[Stored data]
-- begin --
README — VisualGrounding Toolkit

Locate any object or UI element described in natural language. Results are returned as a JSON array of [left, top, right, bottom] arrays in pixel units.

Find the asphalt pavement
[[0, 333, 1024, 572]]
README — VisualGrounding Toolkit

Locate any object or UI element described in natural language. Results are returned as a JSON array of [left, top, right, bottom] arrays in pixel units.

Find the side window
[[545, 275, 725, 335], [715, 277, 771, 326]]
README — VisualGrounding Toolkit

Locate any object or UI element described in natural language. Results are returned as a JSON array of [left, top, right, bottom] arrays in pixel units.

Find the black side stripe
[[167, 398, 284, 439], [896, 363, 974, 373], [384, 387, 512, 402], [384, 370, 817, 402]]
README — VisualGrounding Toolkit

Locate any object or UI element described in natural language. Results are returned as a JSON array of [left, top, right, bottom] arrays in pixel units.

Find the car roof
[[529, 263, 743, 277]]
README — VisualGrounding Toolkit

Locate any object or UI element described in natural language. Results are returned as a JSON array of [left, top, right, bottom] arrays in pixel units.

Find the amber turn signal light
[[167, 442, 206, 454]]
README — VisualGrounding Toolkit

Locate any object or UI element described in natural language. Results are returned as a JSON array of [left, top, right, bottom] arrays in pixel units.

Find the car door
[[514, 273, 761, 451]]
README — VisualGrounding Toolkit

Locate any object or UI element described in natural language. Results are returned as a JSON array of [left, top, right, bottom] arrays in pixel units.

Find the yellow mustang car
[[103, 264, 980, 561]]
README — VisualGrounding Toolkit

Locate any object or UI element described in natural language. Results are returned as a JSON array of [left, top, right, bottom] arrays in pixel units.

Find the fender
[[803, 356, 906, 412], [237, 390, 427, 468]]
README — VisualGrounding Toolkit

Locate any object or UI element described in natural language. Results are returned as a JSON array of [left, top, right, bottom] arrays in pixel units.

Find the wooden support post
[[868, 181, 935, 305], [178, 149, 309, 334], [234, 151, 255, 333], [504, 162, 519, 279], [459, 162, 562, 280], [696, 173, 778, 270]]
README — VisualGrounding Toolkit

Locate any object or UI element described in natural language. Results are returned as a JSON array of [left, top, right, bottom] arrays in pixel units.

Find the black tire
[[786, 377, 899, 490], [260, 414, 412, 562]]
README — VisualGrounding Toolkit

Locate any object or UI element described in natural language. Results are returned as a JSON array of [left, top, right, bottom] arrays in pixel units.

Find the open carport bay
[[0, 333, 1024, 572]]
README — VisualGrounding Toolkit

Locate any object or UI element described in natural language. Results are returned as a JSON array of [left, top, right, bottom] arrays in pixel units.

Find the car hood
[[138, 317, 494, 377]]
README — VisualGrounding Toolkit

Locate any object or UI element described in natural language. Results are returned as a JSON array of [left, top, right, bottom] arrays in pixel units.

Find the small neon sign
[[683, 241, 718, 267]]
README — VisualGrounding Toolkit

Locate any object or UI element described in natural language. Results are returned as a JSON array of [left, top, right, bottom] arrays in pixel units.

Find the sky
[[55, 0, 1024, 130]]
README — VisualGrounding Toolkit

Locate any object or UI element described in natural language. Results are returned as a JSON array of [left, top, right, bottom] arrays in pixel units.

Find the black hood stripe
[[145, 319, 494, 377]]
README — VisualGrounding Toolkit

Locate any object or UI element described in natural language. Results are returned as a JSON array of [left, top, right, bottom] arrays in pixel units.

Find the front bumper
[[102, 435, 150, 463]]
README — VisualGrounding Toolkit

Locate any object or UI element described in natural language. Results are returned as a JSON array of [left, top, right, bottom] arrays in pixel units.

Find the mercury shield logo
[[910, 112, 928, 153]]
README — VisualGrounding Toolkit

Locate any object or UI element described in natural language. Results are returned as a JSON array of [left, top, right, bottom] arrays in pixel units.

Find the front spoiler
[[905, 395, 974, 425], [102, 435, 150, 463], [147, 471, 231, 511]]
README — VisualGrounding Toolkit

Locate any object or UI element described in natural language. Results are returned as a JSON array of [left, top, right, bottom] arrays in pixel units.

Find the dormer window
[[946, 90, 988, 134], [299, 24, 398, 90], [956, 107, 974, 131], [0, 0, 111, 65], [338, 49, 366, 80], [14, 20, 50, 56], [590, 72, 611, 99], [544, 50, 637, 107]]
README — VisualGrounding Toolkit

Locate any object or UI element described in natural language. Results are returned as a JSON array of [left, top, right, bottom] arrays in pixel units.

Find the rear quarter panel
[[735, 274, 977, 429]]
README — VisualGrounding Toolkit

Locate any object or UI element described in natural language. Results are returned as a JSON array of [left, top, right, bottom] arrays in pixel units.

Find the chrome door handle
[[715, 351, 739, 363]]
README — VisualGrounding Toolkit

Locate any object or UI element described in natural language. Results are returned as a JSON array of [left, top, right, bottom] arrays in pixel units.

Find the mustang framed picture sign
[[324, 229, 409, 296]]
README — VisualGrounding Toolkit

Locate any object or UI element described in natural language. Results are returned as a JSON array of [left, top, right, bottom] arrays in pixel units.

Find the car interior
-- end --
Goal of the exercise – Express every line of the listing as a JSON list of strings, one string per line, leaving out blank lines.

Solved exercise –
[
  "README — VisualGrounding Toolkit",
  "Locate any object or UI element described in natural language. Results are returned as a JSON array of [left, top, right, bottom] arrays in pixel units.",
  "Find the asphalt pavement",
  "[[0, 333, 1024, 572]]",
  "README — VisualGrounding Toolkit",
  "Locate any object or UI element described in natural language. Results are returned as a JSON array of [left, top, right, bottom] arrays in pixel units.",
  "Find the side window",
  "[[545, 275, 725, 335], [715, 277, 771, 326]]",
  "README — VisualGrounding Toolkit",
  "Locate any object or UI element described in natural language. Results are returned as a JSON array of [left, top, right, bottom] arrays in pixel units.",
  "Find the black side stripe",
  "[[167, 398, 284, 439], [896, 363, 974, 373], [384, 387, 512, 402], [384, 370, 817, 402]]",
  "README — VisualGrounding Toolkit",
  "Locate any object or UI element described in natural language. Results are returned as a JSON array of [left, top, right, bottom] arrays in pixel units.",
  "Find the car roof",
  "[[529, 263, 743, 277]]",
  "README — VisualGrounding Toolkit",
  "Locate any object or UI element described in natural language. Results are returned as a JSON array of [left, top, right, bottom] arrays in pixel units.",
  "Find the amber turn signal light",
  "[[167, 442, 206, 454]]",
  "README — VisualGrounding Toolkit",
  "Locate any object or UI element described in natural language. Results are returned as a JSON array of [left, top, right, bottom] arrays in pixel units.",
  "Find the car door",
  "[[514, 273, 761, 451]]",
  "README — VisualGrounding Toolkit",
  "Locate any object or UI element described in natural language. Results are returned as a JSON array of [left, top, right, bottom] arrays in pixel units.",
  "Find the yellow mustang car",
  "[[103, 264, 980, 561]]",
  "README — VisualGrounding Toolkit",
  "Locate any object or UI element described in natural language. Results are returned as a JSON array of [left, top, right, bottom] arrays in pixel units.",
  "Find the fender",
  "[[803, 356, 906, 412], [237, 390, 427, 468]]",
  "README — VisualGrounding Toolkit",
  "Locate any object or UI element described in natural language. Results are returned as a JSON array of [left, top, right, bottom] arrays in pixel units.",
  "Find the wooden support post",
  "[[868, 181, 935, 305], [178, 149, 309, 334], [234, 151, 255, 333], [504, 162, 519, 279], [459, 162, 562, 280], [696, 173, 778, 270]]",
  "README — VisualGrounding Toolkit",
  "Locate any object or UI element described in natural language. Results are returned as a JSON array of [left, top, right, bottom] arrays in pixel units.",
  "Find the black tire",
  "[[786, 377, 899, 490], [260, 414, 412, 562]]",
  "README — VisualGrounding Toolkit",
  "Locate any object or UI element described in natural language. Results are returned as a JSON array of [left, top, right, bottom] arrays in pixel units.",
  "Find the open carport bay",
  "[[0, 333, 1024, 572]]",
  "README — VisualGrounding Toolkit",
  "Locate any object or UI element described in natural language. Results are returned as a JSON array of [left, top, right, bottom] arrays in pixel units.",
  "Find the car hood",
  "[[138, 317, 494, 377]]",
  "README — VisualGrounding Toolkit",
  "Locate any object or UI element described in natural language. Results are returned as a JSON array of [left, top, right, bottom] arrays in pixel units.",
  "Find the small neon sign",
  "[[683, 241, 718, 267]]",
  "README — VisualGrounding Toolkit",
  "Locate any object or UI element described in natural language. Results are returned as a JSON array of [left, top, right, bottom] arrays in pixel units.",
  "Find the sky",
  "[[55, 0, 1024, 130]]",
  "README — VisualGrounding Toolkit",
  "Locate any object or UI element described in natural language. Results are returned as a JSON array of [left, top, right, bottom] arrays in pixel units.",
  "Find the black hood stripe",
  "[[145, 319, 494, 377]]",
  "README — VisualGrounding Toolkit",
  "Locate any object or UI element described in natural language. Results are returned as a JSON array of [left, top, right, bottom] arrays in pixel units.",
  "Find the front bumper",
  "[[102, 435, 150, 463]]",
  "README — VisualGrounding Toolkit",
  "Locate any object or UI element described in natural language. Results are returned as a JSON array of [left, top, right, bottom] arrays in pixel units.",
  "Find the mercury shield logo",
  "[[910, 112, 928, 153]]",
  "README — VisualGrounding Toolkit",
  "Locate any object or UI element described in natural language. Results are returned as a JSON array of [left, top, right, bottom] arrays in pixel units.",
  "Find the front spoiler",
  "[[905, 395, 974, 425], [102, 435, 150, 463], [147, 471, 231, 511]]",
  "README — VisualGrounding Toolkit",
  "Locate any object or UI element described in natural language. Results are returned as a JSON array of [left, top, right, bottom] arrays in pixel units.",
  "Find the dormer window",
  "[[946, 90, 988, 134], [299, 24, 398, 90], [956, 107, 974, 131], [0, 0, 111, 65], [338, 49, 366, 80], [14, 20, 50, 56], [590, 72, 611, 99], [544, 50, 637, 107]]",
  "README — VisualGrounding Toolkit",
  "Locate any object or UI element described in natural language. Results are returned as a JSON array of [left, top, right, bottom] arrays in pixel units.",
  "Find the rear quarter panel",
  "[[735, 274, 977, 429]]",
  "README — VisualGrounding Toolkit",
  "Locate any object or UI element described in natural language. Results are returned as a JSON array of [left, top, right, bottom] arrays in pixel units.",
  "Find the chrome door handle",
  "[[715, 351, 739, 363]]",
  "README — VisualGrounding Toolkit",
  "Locate any object or UI element described in natural language. Results are returned as a JSON array of [left, top, right, bottom] arrays in pixel units.",
  "Find the mustang framed picture sign",
  "[[324, 229, 409, 296]]",
  "README — VisualGrounding Toolkit",
  "Locate any object or UI element described in natural language. Results are returned as a JSON array of [left, top, right, bottom] arrays in pixel units.",
  "Find the car interior"
]